Brief = Convert these lines into a two-column CSV with the headers "request" and "answer", one row per request, each field quoted and any line breaks replaced by spaces.

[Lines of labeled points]
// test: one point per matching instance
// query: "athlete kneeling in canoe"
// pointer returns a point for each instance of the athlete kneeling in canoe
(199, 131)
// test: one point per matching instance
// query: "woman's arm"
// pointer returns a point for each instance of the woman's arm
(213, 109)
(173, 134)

Task solution =
request,answer
"// test: one point per matching instance // query: ""athlete kneeling in canoe"" // pointer returns a point for each instance of the athlete kneeling in canoe","(199, 131)"
"// test: one point per matching instance // query: ""woman's arm"" // pointer returns a point for each instance of the woman's arm","(213, 109) (173, 134)"